Excerpts from point annotation data:
"""
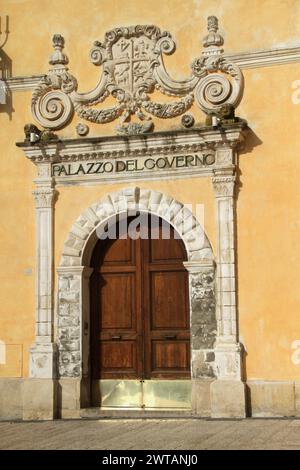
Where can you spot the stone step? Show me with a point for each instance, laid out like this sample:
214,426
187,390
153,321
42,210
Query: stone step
101,413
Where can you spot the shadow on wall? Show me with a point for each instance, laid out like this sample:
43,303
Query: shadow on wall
6,105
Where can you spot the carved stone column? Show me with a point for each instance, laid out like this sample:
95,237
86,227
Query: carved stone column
43,352
40,389
73,339
228,392
203,332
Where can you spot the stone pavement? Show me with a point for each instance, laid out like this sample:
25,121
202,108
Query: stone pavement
165,434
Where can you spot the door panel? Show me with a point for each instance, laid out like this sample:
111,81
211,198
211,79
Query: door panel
118,355
168,300
117,311
170,355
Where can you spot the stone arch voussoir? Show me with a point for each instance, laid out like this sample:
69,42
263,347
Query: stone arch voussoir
134,198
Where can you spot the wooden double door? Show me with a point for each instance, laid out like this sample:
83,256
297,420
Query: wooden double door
140,306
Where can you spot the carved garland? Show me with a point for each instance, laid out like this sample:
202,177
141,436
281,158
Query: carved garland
133,66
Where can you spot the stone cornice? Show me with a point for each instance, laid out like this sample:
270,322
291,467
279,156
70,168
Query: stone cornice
266,58
245,60
156,143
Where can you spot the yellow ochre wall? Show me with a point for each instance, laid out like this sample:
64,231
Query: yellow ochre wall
268,201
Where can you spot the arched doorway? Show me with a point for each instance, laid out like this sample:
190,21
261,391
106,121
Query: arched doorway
140,321
73,306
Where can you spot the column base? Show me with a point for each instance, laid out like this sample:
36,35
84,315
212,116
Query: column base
43,361
228,399
39,399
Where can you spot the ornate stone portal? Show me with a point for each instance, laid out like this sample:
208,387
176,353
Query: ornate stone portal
132,68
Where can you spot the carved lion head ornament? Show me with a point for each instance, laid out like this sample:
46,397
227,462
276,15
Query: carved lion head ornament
132,68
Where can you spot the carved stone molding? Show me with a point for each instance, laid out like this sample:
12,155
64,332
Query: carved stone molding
160,143
224,185
133,67
44,197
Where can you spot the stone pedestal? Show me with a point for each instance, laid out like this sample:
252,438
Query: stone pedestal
228,399
39,399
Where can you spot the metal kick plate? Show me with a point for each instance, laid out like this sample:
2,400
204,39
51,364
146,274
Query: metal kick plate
121,393
145,394
167,394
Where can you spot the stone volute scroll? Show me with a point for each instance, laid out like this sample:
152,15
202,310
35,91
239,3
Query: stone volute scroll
132,69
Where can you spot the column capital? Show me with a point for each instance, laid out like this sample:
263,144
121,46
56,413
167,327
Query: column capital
224,185
199,266
44,197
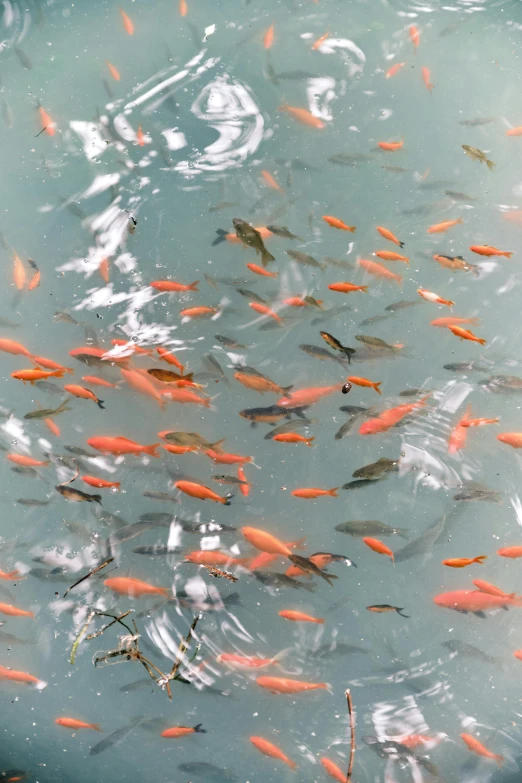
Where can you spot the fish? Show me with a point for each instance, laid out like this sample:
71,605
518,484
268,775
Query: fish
476,154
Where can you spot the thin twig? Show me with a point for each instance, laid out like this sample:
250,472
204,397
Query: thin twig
352,736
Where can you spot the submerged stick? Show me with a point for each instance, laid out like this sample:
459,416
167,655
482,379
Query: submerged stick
352,736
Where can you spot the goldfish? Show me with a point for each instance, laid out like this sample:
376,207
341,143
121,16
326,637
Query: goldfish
333,770
378,546
14,611
30,376
19,274
394,70
271,750
477,747
388,255
259,270
134,588
86,394
127,22
378,270
429,296
336,223
346,288
489,251
26,462
465,334
92,481
414,36
300,617
303,116
462,562
365,383
265,542
170,286
426,78
121,445
74,723
292,437
113,71
391,417
440,228
311,493
201,492
284,685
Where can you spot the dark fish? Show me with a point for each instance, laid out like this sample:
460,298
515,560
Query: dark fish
370,528
381,608
114,738
69,493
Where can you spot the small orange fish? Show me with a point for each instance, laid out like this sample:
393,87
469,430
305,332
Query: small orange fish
426,78
113,71
292,437
269,37
365,382
73,723
465,334
391,146
127,22
462,562
303,116
379,547
440,228
394,70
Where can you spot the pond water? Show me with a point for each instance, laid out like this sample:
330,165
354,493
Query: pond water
141,144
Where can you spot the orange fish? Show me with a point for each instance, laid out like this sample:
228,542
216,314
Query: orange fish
303,116
465,334
292,437
200,491
120,445
389,255
477,747
489,250
336,223
271,750
259,270
19,275
426,78
346,288
440,228
391,146
429,296
311,493
265,310
378,270
365,382
283,685
127,22
134,588
268,39
378,546
26,462
172,286
394,70
73,723
113,71
414,36
81,391
92,481
300,617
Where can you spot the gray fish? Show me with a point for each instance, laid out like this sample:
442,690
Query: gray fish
370,528
376,470
305,259
114,738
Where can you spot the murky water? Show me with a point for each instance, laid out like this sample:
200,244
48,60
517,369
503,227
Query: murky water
156,128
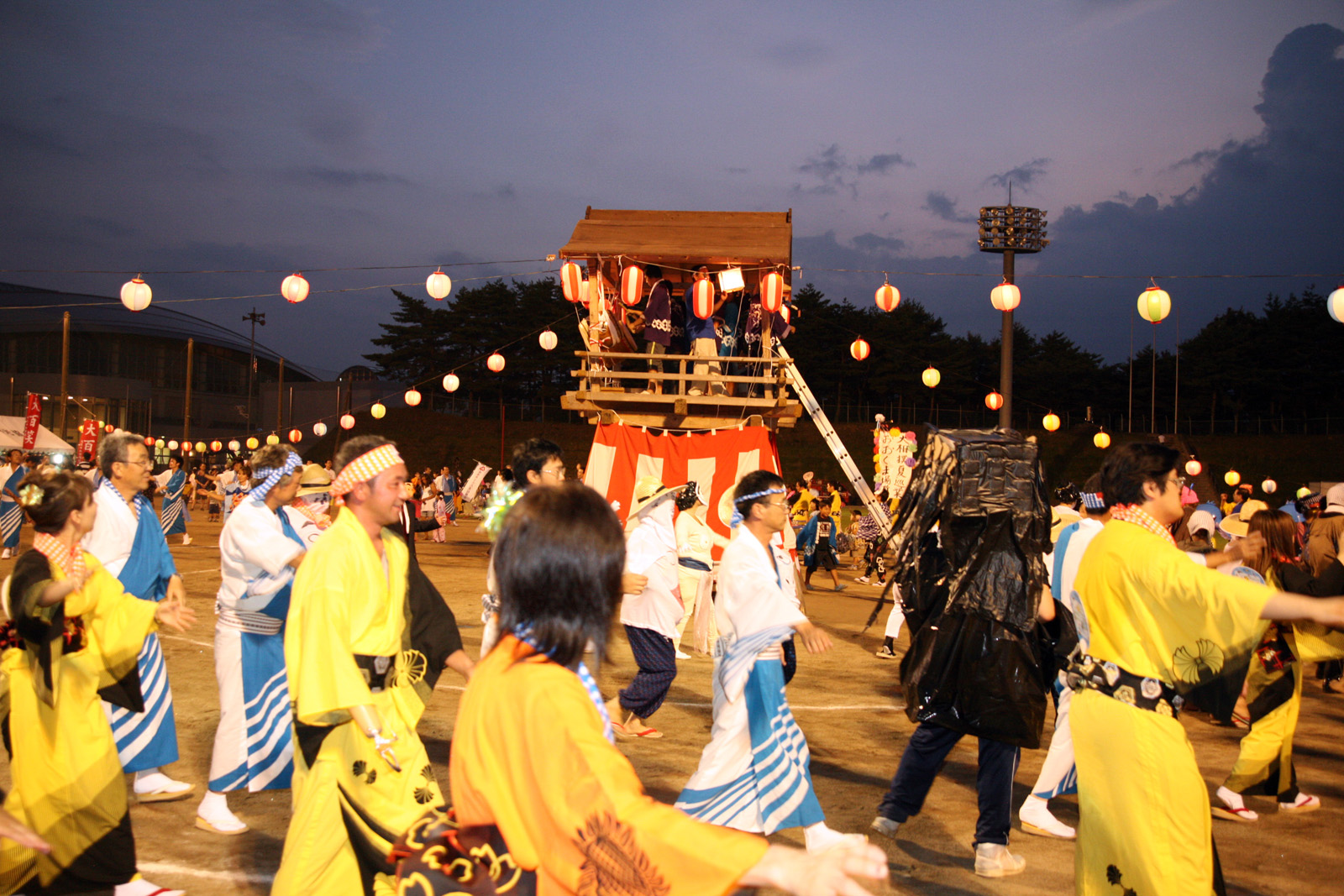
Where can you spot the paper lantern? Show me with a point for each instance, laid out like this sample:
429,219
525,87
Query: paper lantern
1155,304
703,298
136,295
1335,305
772,291
887,297
295,289
632,286
1005,297
571,281
438,285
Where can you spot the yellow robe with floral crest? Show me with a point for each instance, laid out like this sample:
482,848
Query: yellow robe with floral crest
349,805
1144,817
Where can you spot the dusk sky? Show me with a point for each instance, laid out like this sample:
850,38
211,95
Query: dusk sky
1162,137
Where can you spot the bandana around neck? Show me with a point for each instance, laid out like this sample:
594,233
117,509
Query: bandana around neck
71,562
1142,517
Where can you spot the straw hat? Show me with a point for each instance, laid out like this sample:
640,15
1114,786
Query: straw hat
1238,524
649,490
313,481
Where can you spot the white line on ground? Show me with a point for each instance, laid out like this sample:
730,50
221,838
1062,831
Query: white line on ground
233,876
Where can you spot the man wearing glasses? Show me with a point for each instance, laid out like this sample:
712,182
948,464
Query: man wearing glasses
129,542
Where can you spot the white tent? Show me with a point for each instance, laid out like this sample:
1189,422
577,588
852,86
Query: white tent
11,437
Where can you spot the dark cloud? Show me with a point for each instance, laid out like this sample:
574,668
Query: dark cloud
874,244
884,163
944,207
1021,176
344,177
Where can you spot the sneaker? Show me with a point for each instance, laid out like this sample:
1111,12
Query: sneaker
885,826
1037,820
994,860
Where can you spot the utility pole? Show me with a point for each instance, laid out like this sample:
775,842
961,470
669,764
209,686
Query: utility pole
252,358
1010,230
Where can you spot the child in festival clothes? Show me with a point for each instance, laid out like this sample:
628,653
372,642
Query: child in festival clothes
754,772
534,772
71,633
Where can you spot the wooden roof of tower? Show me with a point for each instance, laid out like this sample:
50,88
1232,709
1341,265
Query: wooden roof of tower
679,241
669,237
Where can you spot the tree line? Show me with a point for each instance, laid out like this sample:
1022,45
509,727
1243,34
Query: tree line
1277,369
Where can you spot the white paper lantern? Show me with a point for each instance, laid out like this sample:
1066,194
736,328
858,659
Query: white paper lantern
136,293
438,285
295,289
1005,297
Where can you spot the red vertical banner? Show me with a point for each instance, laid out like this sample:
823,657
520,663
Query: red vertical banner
87,439
31,422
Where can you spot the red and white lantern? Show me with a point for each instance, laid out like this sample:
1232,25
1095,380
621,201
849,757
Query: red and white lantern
703,298
632,286
887,297
571,280
772,291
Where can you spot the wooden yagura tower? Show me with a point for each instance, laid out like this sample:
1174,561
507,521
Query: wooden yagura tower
613,369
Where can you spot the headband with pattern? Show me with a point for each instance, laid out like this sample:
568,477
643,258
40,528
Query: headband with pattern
362,469
737,513
272,476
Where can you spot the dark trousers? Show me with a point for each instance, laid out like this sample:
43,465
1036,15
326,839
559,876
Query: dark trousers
656,658
925,754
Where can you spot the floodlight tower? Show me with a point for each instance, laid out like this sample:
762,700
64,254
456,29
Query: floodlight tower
1010,230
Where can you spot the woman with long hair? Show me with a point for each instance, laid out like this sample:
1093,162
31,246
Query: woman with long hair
73,637
1273,685
542,794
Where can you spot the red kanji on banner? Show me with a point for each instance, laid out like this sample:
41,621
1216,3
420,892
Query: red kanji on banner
31,422
87,439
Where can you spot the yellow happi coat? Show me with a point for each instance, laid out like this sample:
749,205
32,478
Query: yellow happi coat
67,781
349,806
1144,815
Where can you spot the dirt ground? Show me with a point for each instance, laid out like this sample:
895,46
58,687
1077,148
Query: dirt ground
848,705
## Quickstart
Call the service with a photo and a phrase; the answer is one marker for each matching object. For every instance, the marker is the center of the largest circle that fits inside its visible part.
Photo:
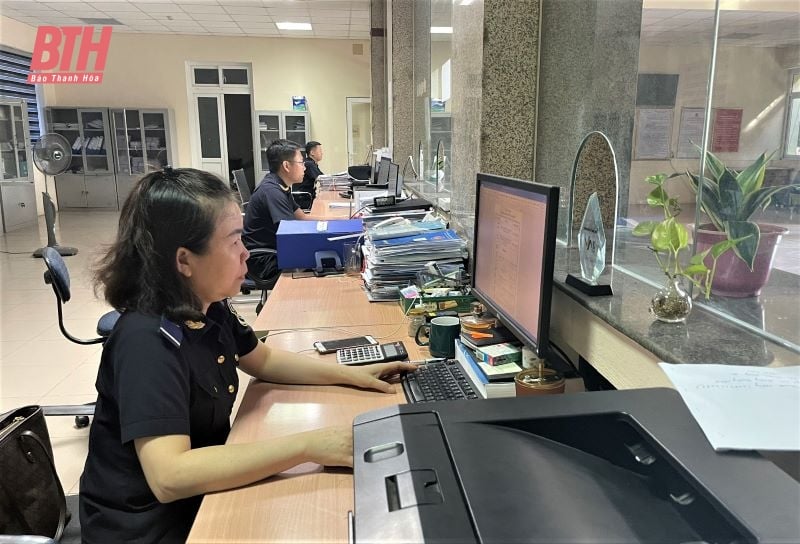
"""
Task details — Please output the data from the line containing "Where can you spot the red and" through the end of the data, including both ends. Leave out the pictures.

Full answer —
Where can you spot the red and white lantern? Show me with a point for each instance, laid out like this sample:
1232,25
1095,380
621,201
849,757
Query: red and white lantern
703,298
632,286
887,297
571,280
772,291
Where can you spot the wooden yagura tower? Show me with a point for each instance, laid out like this sample:
1174,561
507,521
Query: wooden yagura tower
613,369
Where can you spot the headband with pattern? Show me with a point for each instance, laid out like this sample:
568,477
643,258
40,528
Query: headband with pattern
362,469
737,513
272,476
Where can you spot the dark trousers? Show me with a point for each instance, laid out like this sample:
43,465
1036,15
326,839
559,876
Query: dark trousers
656,658
925,754
Where can you spot the floodlight tower? Show me with a point for each instance, laid out like this sample:
762,700
64,254
456,29
Query: floodlight tower
1010,230
Where can you spot the woman with long hair? Show me with a point for each instance, laid out like this sample:
1093,162
31,246
Query: woman with long hair
73,637
1273,685
542,794
Where can you spot the red kanji on banner? Show me with a point for each instance, laid out like this sample:
41,621
1216,3
420,892
Query: red kanji on banner
31,422
87,439
Where can you spot the yellow happi coat? Show me with a point for each instance, laid out like this sample:
749,205
32,478
Query: yellow happi coat
67,781
349,806
1144,815
Where can you spot the dirt ground? Show me with a point for each instance, laid out like this sample:
895,46
58,687
1077,148
Query: dirt ground
848,705
## Quickstart
Call the service with a photo and a phrase; the answer is one marker for each matching object. For every instance, the marker is the center of the largest circle that fits inside its visible part.
Photo:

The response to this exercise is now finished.